POSTILLA
Ogni volta che si è precipitati nella realtà della forma umana, ci si offre la necessità di danzare sulle note di una musica universale. Qualcuno o qualcosa crea l’ incanto di un movimento che traccia dei segni: come in un sogno un uomo vive, sente, pensa, muove una mano attentamente nell’ aria mentre con l’ altra distrattamente muove una penna sopra di un foglio, così, come gli accade di essere: semplicemente. Ma fuori da ogni idea di volontà, tutto ciò che accade è tale solo in quanto necessario (così l’ aforisma di Schopenhauer: “E’ certo che un uomo può fare ciò che vuole, ma non può volere che ciò che vuole.”) . Se si arriva a riconoscere l’ illusione, improvvisamente essa scompare, come piombando nell’ oblio di un’antica memoria: è il risveglio del Vuoto che è in noi, di quell’ unico legame esistente tra tutte le cose. Come se il Nulla fosse tutto ciò che esistesse. Il non-essere è il solo essere. E’ come un cieco che si osserva nello specchio. E Tiresia, dopo un tale riconoscimento di sé come totalità del nulla, “parlare non può più ma può cantare parole incomprensibili”. L’ uomo, passando, traccia dei segni per potersi conoscere attraverso e oltre l’ esperienza. Ma prima di assurgere ad una tale realtà bisogna disfarsi dell’ io: sottrarsi, smarrirsi nella volontà di conoscere l’ oggetto del proprio volere e, proprio così facendo, fondersi col proprio oggetto; e quindi mis–conoscersi dalla qualità di soggetto. E’ la dis-individuazione dell’ io; è la volontà di potenza, che non è una volontà di assatanamento, bensì un fatto energetico: lo smarrirsi del soggetto nello spazio e nel tempo del Vuoto, nella Grandiosità del Vano; coincidendo pienamente con quell’ immediato svanire nell’ alone del suono, nel tempo aiòn; e nel cercare di verificare se stessi, ci si esperisce in quanto e come in-verificabili. O almeno, questo è quanto Carmelo Bene sente e riconosce (umilmente) esser vero per lui. Soltanto essendo onesti e sinceri con se stessi, si può essere uomini ETICI e quindi ESTETICI.

#### Consegna
Prosegui il brano sul Vuoto e sulla dis-individuazione dell'io, ripartendo dopo la sua ultima frase. Le righe riportate dopo il brano non servono allo svolgimento dell'esercizio.

#### Dati
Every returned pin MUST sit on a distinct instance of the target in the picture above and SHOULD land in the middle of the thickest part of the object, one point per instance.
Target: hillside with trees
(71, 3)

#### Risposta
(Che tanto rischia un bel Nulla chi non s’appartiene!)
Quanto più i pensieri e le emozioni si avvicineranno fino al punto in cui entrambi, soggetti del conoscere, non svaniranno nella co-incidenza di un unico punto, tanto più l’ illusione di questa vita svanirà nella nuova consapevolezza che la vita la si può guardare soltanto come un sogno, tenuto insieme in tutta la sua ampiezza da un’ unica condizione: la Necessità del Vuoto. Necessità sola che giustifichi il pieno dello spazio e del tempo. Unico très-d’ union reale fra la distanza che passa tra il finito e l’ infinito. Tutto il falso problema della conoscenza ruota intorno a questo punto: che la sola definizione possibile della Verità sia in realtà Indefinibile: “La verità non esiste. Non esiste per il semplice fatto che ci è dato soltanto nel delirio del linguaggio: nominare le cose, e non conoscerle.” Come risalendo da un sonno profondo, ancora esitante tra la veglia e il sonno, egli si concede all’ unica esperienza conoscitiva possibile: il ri-conoscimento dell’ oblio, la coscienza del vuoto attraverso cui passano le forme, il Nulla da cui e verso cui procede la dimensione umana, il Nulla tutto che essa è.